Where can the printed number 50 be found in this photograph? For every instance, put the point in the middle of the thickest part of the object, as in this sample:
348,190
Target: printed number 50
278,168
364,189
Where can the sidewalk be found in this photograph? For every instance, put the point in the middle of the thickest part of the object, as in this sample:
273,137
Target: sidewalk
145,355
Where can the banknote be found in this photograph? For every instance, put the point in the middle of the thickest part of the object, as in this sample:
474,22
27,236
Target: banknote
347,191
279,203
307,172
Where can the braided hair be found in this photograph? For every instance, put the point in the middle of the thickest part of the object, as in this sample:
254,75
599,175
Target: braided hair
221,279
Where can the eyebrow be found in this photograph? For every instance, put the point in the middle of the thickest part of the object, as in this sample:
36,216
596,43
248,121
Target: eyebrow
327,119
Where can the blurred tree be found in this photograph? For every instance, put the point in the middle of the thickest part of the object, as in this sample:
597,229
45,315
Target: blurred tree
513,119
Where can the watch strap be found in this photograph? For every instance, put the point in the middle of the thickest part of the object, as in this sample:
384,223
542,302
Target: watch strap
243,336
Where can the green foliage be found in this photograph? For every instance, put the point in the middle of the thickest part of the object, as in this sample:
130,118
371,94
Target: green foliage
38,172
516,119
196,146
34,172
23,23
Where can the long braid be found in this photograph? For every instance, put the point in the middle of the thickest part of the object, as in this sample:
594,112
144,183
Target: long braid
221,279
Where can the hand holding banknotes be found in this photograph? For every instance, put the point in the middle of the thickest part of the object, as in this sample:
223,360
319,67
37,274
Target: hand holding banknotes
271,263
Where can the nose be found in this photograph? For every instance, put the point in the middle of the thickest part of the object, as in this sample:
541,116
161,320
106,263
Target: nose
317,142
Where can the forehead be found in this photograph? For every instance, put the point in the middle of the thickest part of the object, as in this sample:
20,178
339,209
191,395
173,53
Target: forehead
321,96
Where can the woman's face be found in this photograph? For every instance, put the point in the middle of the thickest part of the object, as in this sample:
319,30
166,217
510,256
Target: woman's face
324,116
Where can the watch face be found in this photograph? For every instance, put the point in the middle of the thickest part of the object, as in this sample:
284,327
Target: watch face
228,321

──────

[GIVEN INSTRUCTION] Copy out each line exactly.

[THE RESULT]
Where can the printed number 50 be found in this photograph? For every instance, put the point in the middle of the thickest part of the object, as in this sample:
348,190
Target: printed number 50
278,168
364,189
Where can the sidewalk be found in this photograph? For every instance, put the point in the middle of the thickest part of the object, as in this sample:
273,137
Target: sidewalk
145,355
Where can the banknote be found in this photograph? For every instance, put the point in the middle of the thickest part of the object, as in this sample:
474,22
27,236
Target: banknote
347,191
279,203
307,172
Where can the braided hair be found in this photograph? For every instance, put the point in the middle of the thickest part of the object, as in this sample:
254,75
599,175
Target: braided hair
221,279
Where can the eyebrow be found in this photograph? For every instance, put the point in the middle of the thickest part of the object, as in this sample:
36,216
596,43
248,121
Target: eyebrow
327,119
Where can the blurred tree be found in this photograph? For every instance, put the point in the middle of the thickest part of the object, as in this sample:
597,229
45,315
Target: blurred tree
513,119
Where can the watch strap be found in this photograph? For every instance, put the point in the middle of the thickest part of the object, as in this sample:
384,223
542,302
Target: watch strap
243,336
Where can the green foliage be found in this photograph? For every instance, put the point in the middle of the thickest part of the object, as in this sample:
130,118
371,94
Target: green foliage
38,172
516,119
196,146
34,172
23,23
Where can the long braid be found in this photograph? For every instance, put the point in the middle of the thickest part of the object, as in this sample:
594,112
144,183
Target: long braid
221,279
Where can the hand holding banknotes be found in this photograph? For every instance, put the point in the middle of the thickest part of the object, as in this sample:
223,360
319,67
37,274
Target: hand holding banknotes
271,263
Where can the nose be found in this photograph? For every instance, put the point in the middle of the thickest part of the object, as in this sample:
541,116
161,320
106,263
Target: nose
317,142
Where can the forehead be found in this photograph? For every instance, put the point in the middle of the thickest part of the object, as in this sample:
20,178
339,209
191,395
173,53
Target: forehead
321,96
Where can the woman's face be found in this photograph? For every instance, put the point in the middle of the thickest part of the object, as in this sample:
319,30
166,217
510,256
Target: woman's face
324,116
Where can the watch face be found in this photograph? For every instance, put the point in the middle of the thickest part of the object, as in this sample:
284,327
Target: watch face
228,321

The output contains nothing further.